## [The records]
#####

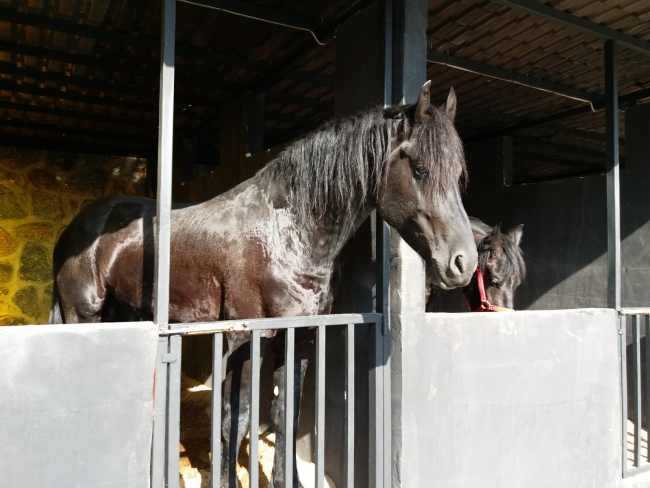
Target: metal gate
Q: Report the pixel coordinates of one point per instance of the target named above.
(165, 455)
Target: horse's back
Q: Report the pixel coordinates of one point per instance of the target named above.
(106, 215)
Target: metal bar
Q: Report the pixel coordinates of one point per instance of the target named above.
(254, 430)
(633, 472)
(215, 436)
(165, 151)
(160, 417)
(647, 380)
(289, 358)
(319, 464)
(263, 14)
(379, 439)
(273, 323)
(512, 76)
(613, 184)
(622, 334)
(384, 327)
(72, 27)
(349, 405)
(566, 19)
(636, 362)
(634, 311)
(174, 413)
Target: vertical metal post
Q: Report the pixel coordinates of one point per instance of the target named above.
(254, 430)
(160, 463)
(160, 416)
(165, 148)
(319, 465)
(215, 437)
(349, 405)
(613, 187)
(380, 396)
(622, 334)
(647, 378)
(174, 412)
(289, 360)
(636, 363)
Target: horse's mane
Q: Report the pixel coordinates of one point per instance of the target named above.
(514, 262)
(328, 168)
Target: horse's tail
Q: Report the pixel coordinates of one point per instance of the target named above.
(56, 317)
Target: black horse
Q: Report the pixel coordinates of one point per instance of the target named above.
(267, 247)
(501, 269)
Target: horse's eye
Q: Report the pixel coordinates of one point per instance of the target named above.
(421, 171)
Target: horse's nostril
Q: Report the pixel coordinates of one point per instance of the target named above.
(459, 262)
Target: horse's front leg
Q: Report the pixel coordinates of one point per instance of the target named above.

#####

## [Aim of the exercise]
Rewrite all of the records above as a JSON list of strings, with one string per line and blank lines omitted. Leave the picture out of the list.

## [Task solution]
[
  "Target: metal gate",
  "Q: Report the pixel coordinates of one point per instance of the target named above.",
  "(165, 455)",
  "Target: horse's back",
  "Q: Report the pixel coordinates of one point per instance of the target named above.",
  "(106, 215)",
  "Target: metal bar",
  "Q: Report the pixel coordinates of one point per instance of the target named above.",
  "(254, 430)",
  "(633, 472)",
  "(215, 436)",
  "(165, 151)",
  "(160, 417)",
  "(647, 380)",
  "(289, 358)",
  "(319, 464)",
  "(263, 14)",
  "(379, 439)",
  "(273, 323)",
  "(512, 76)",
  "(613, 184)",
  "(622, 334)",
  "(384, 327)",
  "(72, 27)",
  "(349, 405)",
  "(566, 19)",
  "(636, 362)",
  "(634, 311)",
  "(174, 413)",
  "Target: vertical metal post",
  "Q: Report the pixel coordinates of one point per instance of the target named above.",
  "(254, 430)",
  "(160, 463)",
  "(160, 416)",
  "(165, 148)",
  "(319, 465)",
  "(215, 437)",
  "(349, 405)",
  "(613, 187)",
  "(380, 396)",
  "(622, 334)",
  "(647, 378)",
  "(174, 412)",
  "(289, 360)",
  "(636, 363)",
  "Target: horse's mane",
  "Q: Report the pixel coordinates of one point per instance of the target named above.",
  "(514, 262)",
  "(328, 168)",
  "Target: horse's tail",
  "Q: Report the pixel coordinates of one point per instance of the target named above.",
  "(56, 317)",
  "Target: black horse",
  "Q: Report the pixel coordinates of one point per instance of the target named above.",
  "(267, 247)",
  "(501, 269)",
  "Target: horse's eye",
  "Q: Report the pixel coordinates of one point per instance of the target named above.",
  "(421, 171)",
  "Target: horse's nostril",
  "Q: Report the pixel coordinates of one point per instance of the target named above.",
  "(459, 262)",
  "Target: horse's front leg",
  "Q: Report the pixel coordinates of one point per instance of the target named above."
]